Data items
============================================================

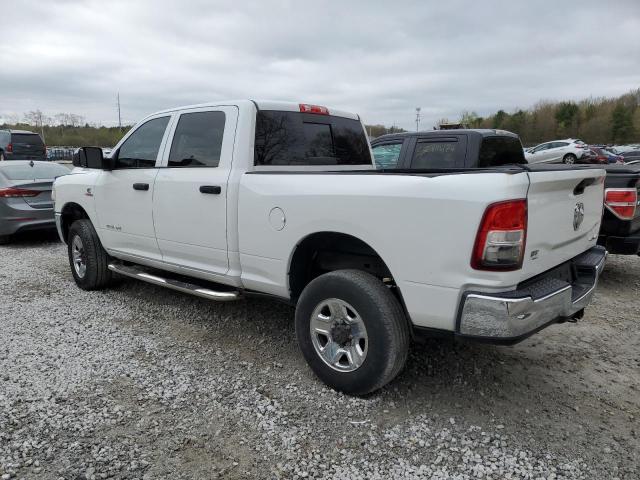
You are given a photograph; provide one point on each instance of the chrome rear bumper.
(512, 316)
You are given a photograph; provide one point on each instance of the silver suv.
(567, 151)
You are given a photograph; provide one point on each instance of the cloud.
(380, 59)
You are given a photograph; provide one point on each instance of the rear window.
(437, 154)
(26, 138)
(24, 171)
(496, 151)
(297, 139)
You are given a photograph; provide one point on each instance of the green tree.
(622, 124)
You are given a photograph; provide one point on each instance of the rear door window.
(140, 150)
(387, 155)
(496, 151)
(304, 139)
(438, 153)
(197, 141)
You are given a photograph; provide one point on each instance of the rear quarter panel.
(77, 187)
(423, 228)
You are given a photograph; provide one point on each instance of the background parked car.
(566, 151)
(25, 196)
(21, 145)
(603, 155)
(631, 156)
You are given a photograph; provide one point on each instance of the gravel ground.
(141, 382)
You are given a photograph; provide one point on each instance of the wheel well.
(323, 252)
(70, 213)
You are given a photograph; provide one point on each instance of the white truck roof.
(262, 105)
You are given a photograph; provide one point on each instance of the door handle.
(212, 189)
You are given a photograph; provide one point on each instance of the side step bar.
(185, 287)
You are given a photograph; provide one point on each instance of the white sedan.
(565, 151)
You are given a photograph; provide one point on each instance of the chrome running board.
(179, 285)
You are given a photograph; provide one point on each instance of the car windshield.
(25, 171)
(26, 138)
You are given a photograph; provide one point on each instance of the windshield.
(24, 171)
(26, 138)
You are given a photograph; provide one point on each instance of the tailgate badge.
(578, 215)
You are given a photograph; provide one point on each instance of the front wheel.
(352, 331)
(88, 259)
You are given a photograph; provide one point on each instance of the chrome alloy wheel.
(339, 335)
(78, 256)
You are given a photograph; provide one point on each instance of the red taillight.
(306, 108)
(622, 202)
(502, 236)
(17, 192)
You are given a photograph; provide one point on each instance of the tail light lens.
(17, 192)
(502, 237)
(622, 202)
(317, 109)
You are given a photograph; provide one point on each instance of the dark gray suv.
(21, 145)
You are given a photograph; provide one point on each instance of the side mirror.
(91, 157)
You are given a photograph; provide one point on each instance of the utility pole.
(119, 117)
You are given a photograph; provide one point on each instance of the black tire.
(386, 328)
(97, 274)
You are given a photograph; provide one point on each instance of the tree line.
(593, 120)
(67, 129)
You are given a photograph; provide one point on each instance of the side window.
(197, 141)
(387, 155)
(436, 154)
(540, 148)
(140, 150)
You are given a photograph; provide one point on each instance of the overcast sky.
(379, 59)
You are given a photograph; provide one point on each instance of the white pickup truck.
(232, 199)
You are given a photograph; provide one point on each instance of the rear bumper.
(620, 245)
(512, 316)
(20, 217)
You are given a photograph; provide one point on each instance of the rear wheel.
(352, 331)
(89, 261)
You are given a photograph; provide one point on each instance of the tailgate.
(564, 214)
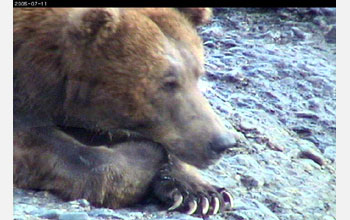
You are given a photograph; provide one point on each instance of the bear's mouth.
(100, 137)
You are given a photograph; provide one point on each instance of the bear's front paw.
(183, 190)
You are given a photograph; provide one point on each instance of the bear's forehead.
(145, 44)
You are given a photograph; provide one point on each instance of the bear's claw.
(178, 201)
(192, 207)
(206, 206)
(227, 198)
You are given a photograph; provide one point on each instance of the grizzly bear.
(106, 107)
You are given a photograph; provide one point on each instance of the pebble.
(330, 153)
(50, 214)
(291, 75)
(74, 216)
(298, 33)
(331, 36)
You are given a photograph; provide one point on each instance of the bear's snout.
(222, 142)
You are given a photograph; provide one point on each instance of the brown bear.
(106, 107)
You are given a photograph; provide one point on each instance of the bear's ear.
(197, 16)
(92, 23)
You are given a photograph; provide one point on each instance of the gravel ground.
(271, 74)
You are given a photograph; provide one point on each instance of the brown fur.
(126, 74)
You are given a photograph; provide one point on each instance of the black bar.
(193, 3)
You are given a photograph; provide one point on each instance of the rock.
(312, 154)
(74, 216)
(298, 33)
(50, 214)
(330, 153)
(83, 202)
(252, 181)
(331, 36)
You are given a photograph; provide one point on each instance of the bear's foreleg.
(48, 159)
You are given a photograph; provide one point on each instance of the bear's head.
(137, 70)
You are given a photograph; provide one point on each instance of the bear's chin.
(98, 137)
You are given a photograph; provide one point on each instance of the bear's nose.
(222, 142)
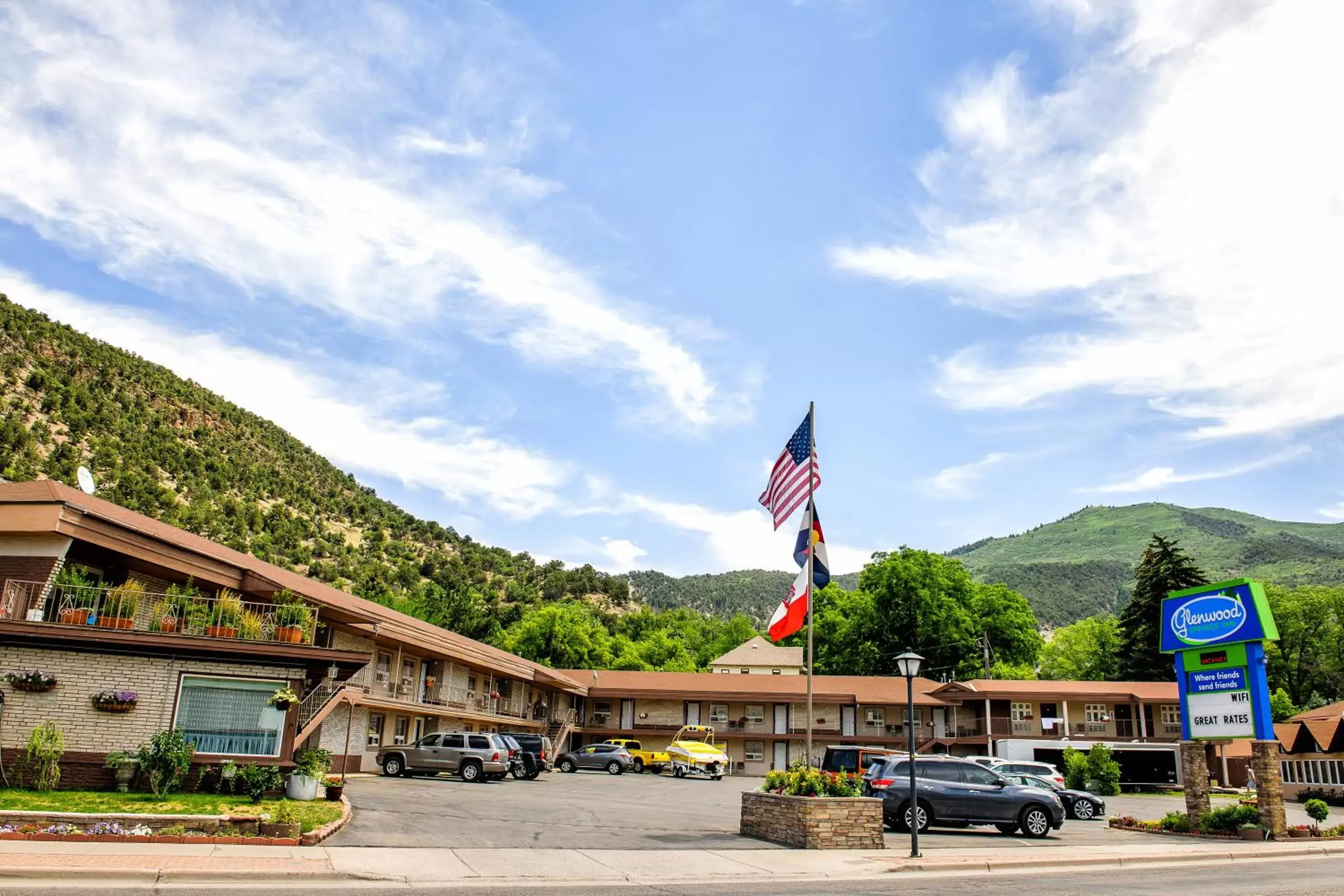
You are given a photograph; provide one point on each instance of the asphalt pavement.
(594, 810)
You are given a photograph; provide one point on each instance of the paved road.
(594, 810)
(1279, 878)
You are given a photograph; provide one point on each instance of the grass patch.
(311, 814)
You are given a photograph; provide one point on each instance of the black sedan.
(1078, 804)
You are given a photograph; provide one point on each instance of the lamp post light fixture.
(909, 665)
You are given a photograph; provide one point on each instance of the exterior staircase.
(316, 706)
(558, 730)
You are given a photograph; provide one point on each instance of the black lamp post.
(909, 665)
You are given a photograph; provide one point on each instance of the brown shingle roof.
(1003, 689)
(758, 652)
(390, 622)
(616, 683)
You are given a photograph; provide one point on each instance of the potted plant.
(311, 767)
(115, 700)
(33, 681)
(225, 616)
(119, 609)
(77, 597)
(124, 766)
(293, 618)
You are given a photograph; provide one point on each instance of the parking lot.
(593, 810)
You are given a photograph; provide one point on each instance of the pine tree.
(1164, 567)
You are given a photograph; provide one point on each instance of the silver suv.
(476, 757)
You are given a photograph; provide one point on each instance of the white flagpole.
(812, 512)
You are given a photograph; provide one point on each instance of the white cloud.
(741, 539)
(623, 554)
(955, 481)
(465, 465)
(172, 142)
(1182, 190)
(1334, 512)
(1160, 477)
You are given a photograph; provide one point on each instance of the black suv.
(957, 793)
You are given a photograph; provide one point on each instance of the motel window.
(230, 716)
(375, 728)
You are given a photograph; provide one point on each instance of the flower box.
(814, 823)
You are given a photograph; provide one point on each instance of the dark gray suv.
(956, 793)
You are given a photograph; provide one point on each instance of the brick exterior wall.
(814, 823)
(90, 735)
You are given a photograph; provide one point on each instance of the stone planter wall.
(814, 823)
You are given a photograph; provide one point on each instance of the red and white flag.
(792, 612)
(788, 487)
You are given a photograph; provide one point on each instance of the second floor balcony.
(179, 612)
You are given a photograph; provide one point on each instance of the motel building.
(205, 636)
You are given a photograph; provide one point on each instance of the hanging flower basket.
(115, 700)
(33, 681)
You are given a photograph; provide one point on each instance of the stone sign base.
(814, 823)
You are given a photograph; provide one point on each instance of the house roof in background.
(758, 652)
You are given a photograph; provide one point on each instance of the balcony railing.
(129, 609)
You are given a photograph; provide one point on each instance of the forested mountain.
(174, 450)
(1084, 564)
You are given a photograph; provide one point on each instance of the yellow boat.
(694, 754)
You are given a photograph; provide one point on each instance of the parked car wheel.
(1035, 823)
(922, 817)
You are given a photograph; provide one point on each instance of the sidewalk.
(163, 863)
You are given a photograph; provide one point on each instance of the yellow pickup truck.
(651, 759)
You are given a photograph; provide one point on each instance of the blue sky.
(566, 276)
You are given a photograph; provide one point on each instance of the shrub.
(1104, 769)
(166, 759)
(1176, 821)
(1076, 769)
(1229, 818)
(260, 780)
(42, 755)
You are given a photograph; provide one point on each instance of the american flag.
(788, 487)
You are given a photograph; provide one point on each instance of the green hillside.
(177, 452)
(1084, 563)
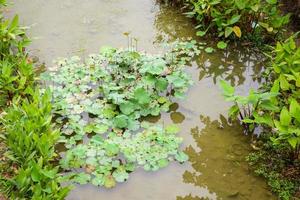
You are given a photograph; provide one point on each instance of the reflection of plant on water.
(220, 165)
(234, 66)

============================================================

*TASK INSTRUCTIONS:* Each record needs to be reproduced exactly, and no image should be carried over.

*YOUR RESPONSE:*
You are given a photograph; provide one point on each instance of the chrome rear bumper.
(512, 316)
You are given a photograph; provide one point on each instance of the silver suv.
(567, 151)
You are given a photograph; provide one point on each instance of the cloud.
(380, 59)
You are given a photograph; provide one point on each instance of the rear window.
(437, 154)
(26, 138)
(24, 171)
(496, 151)
(297, 139)
You are given a photograph; provide one point on each instance of the green tree.
(622, 124)
You are given a photograph; provide one point on each instance of the rear door window.
(140, 150)
(387, 155)
(496, 151)
(304, 139)
(438, 153)
(197, 141)
You are given a photograph; provide one point on each instance of the rear quarter panel.
(77, 187)
(423, 228)
You are given a photograph; provide one point on each instance of the background parked car.
(566, 151)
(25, 196)
(21, 145)
(603, 155)
(631, 156)
You are given a photograph; provide one point on each instance of the gravel ground.
(141, 382)
You are given a photograph; provide one point on each instance of the wheel well.
(323, 252)
(70, 213)
You are given a photograph; provide one point on each instance of the white truck roof.
(262, 105)
You are given a photograph; provide one point on each instance of the door handle.
(212, 189)
You are given a photograph; provide one point on each instance of the side step bar.
(185, 287)
You are given a photograph; provide one point on each instance of the white sedan.
(565, 151)
You are given a photograph; provide one point on each instance of the chrome running board.
(179, 285)
You are given a photograph; provide one point on each instance of the car windshield.
(25, 171)
(26, 138)
You are given a photograph; provide one point on each instance of the windshield.
(24, 171)
(26, 138)
You are given a photograph; provide one point on each instance of the tailgate badge.
(578, 215)
You are given a photograph; provide one point on each instance of the front wheel.
(352, 331)
(88, 259)
You are given a photograph; provide one point on each instance of the chrome alloy wheel.
(339, 335)
(78, 256)
You are given a photograph; provide one point on each instance of the red taillight.
(306, 108)
(622, 202)
(502, 236)
(17, 192)
You are given a photograph; provide one point on each instance of the tail light lens.
(17, 192)
(502, 237)
(622, 202)
(317, 109)
You are given a photograph; provide one point on each instance of the dark gray suv.
(21, 145)
You are given a photograph; provide one point on each instance of the side mirror.
(91, 157)
You are given a photograph; provide one point on each instance of the utility pole.
(119, 117)
You are given a photograph; provide one point on each instance of the black tire.
(386, 328)
(97, 274)
You are given a photograph; provide one point on each instance of the tree line.
(593, 120)
(67, 129)
You are given a photograph; provide one point on each instance of the side window.
(197, 141)
(387, 155)
(436, 154)
(540, 148)
(140, 150)
You are given a photograph; provide one point on each instance of the overcast sky.
(379, 59)
You are given a photograph; provide one point on each instance of the white pickup truck.
(232, 199)
You are given a photograph; provide one point on each instance of the rear bumper.
(620, 245)
(512, 316)
(20, 217)
You are given a photograph; provide one point on each instance of the rear wheel.
(352, 331)
(89, 261)
You are given a photograph; provide one point on each instance of the tailgate.
(564, 214)
You are given a photograph; provide one point on each instance of the bear's mouth.
(100, 137)
You are given a photograph; provide one point on each instance of the bear's front paw.
(183, 190)
You are given a photograph; provide one point on each instance of the bear's forehead.
(145, 44)
You are given a photograph; provide one point on each instance of the bear's claw.
(178, 201)
(192, 207)
(206, 206)
(227, 198)
You are given a photograph; provide one point on each instance of the grizzly bear.
(106, 107)
You are given a photograph; provide one point on each instance of the pebble.
(330, 153)
(50, 214)
(291, 75)
(74, 216)
(298, 33)
(331, 36)
You are given a photograph; provide one point on each instance of the bear's snout.
(222, 142)
You are given a photograph; provide one point on each instance of the brown bear.
(106, 107)
You are given a photograph; provide one point on each instance of the bear's ear.
(197, 16)
(92, 23)
You are given a photograph; provide one point on each instance of the gravel ground.
(271, 74)
You are given a photograph; provide one point on each instance of the brown fur.
(126, 74)
You are given a photograph; provide one point on each instance of the black bar.
(193, 3)
You are given a photograph; provide one point on each instance of the rock.
(312, 154)
(74, 216)
(298, 33)
(50, 214)
(330, 153)
(83, 202)
(252, 181)
(331, 36)
You are given a photograph; provide one point on each instance of the bear's foreleg.
(48, 159)
You are given a photograph; provide one point on each instance of the bear's head.
(137, 70)
You are given a photograph; provide one point on each instance of the bear's chin.
(98, 137)
You are given a photograph; provide one point on each instance of the bear's nose.
(222, 142)
You are given a photograph; provide one point on each instance of the asphalt pavement.
(594, 810)
You are given a photograph; provide one point on each instance of the paved road.
(594, 810)
(1279, 878)
You are given a photograph; provide one point on each instance of the grass patch.
(311, 814)
You are given a photograph; provide one point on each instance of the black sedan.
(1078, 804)
You are given a photograph; provide one point on each instance of the lamp post light fixture.
(909, 665)
You are given a photograph; provide one point on each instance of the exterior staircase.
(316, 706)
(558, 730)
You are given a photograph; provide one point on each instance of the black lamp post.
(909, 665)
You are given a photograph; provide one point on each instance of the brown shingle roof.
(1003, 689)
(758, 652)
(390, 622)
(616, 683)
You are given a photograph; provide one point on each instance of the potted plant.
(311, 767)
(115, 700)
(33, 681)
(225, 616)
(119, 609)
(77, 597)
(124, 766)
(293, 618)
You are given a photograph; provide one point on each instance of the parking lot.
(593, 810)
You are given a photograph; provide one point on each instance of the pine tree.
(1164, 567)
You are given a photograph; provide one point on each instance of the silver suv.
(476, 757)
You are given a photograph; provide one point on each instance of the white flagpole.
(812, 512)
You are given a photograph; provide one point on each instance of the white cloud.
(741, 539)
(623, 554)
(955, 481)
(465, 465)
(172, 142)
(1182, 190)
(1334, 512)
(1160, 477)
You are given a photograph; provide one point on each instance of the black suv.
(957, 793)
You are given a photograph; provide one point on each instance of the motel window.
(230, 716)
(375, 728)
You are given a photograph; provide one point on each instance of the flower box.
(814, 823)
You are given a photograph; provide one point on each instance of the dark gray suv.
(956, 793)
You are given a photograph; provide one point on each instance of the brick exterior wall.
(814, 823)
(90, 735)
You are given a photograph; provide one point on each instance of the stone planter wall.
(814, 823)
You are given a photograph; provide one point on each instance of the red and white flag.
(792, 612)
(788, 487)
You are given a photograph; provide one point on each instance of the second floor balcony.
(179, 612)
You are given a photograph; provide one point on each instance of the motel building.
(205, 636)
You are given a photograph; provide one point on each instance of the hanging flower basket.
(115, 700)
(33, 681)
You are given a photograph; provide one point on each instance of the stone sign base.
(814, 823)
You are given a photograph; provide one point on each instance of the house roof in background.
(758, 652)
You are given a photograph; provide one point on each instance of the balcony railing.
(129, 609)
You are given a photograph; provide one point on each instance of the forested mountain.
(174, 450)
(1084, 564)
You are given a photograph; provide one point on each instance of the yellow boat.
(694, 754)
You are given a photograph; provide one point on each instance of the parked car wheel.
(1035, 823)
(922, 817)
You are given a photograph; provide one point on each instance of the sidewalk.
(163, 863)
You are given a photograph; provide one point on each instance of the yellow pickup truck.
(651, 759)
You are given a photograph; provide one point on each instance of the blue sky.
(566, 276)
You are given a photograph; provide one point on each instance of the shrub.
(1104, 769)
(166, 759)
(1176, 821)
(1076, 769)
(1229, 818)
(260, 780)
(42, 755)
You are given a photograph; provide one point on each instance of the american flag.
(788, 487)
You are given a photograph; provide one point on each instance of the green hillside.
(177, 452)
(1084, 563)
You are given a photograph; provide one point on each instance of the reflection of plant on water.
(220, 165)
(234, 66)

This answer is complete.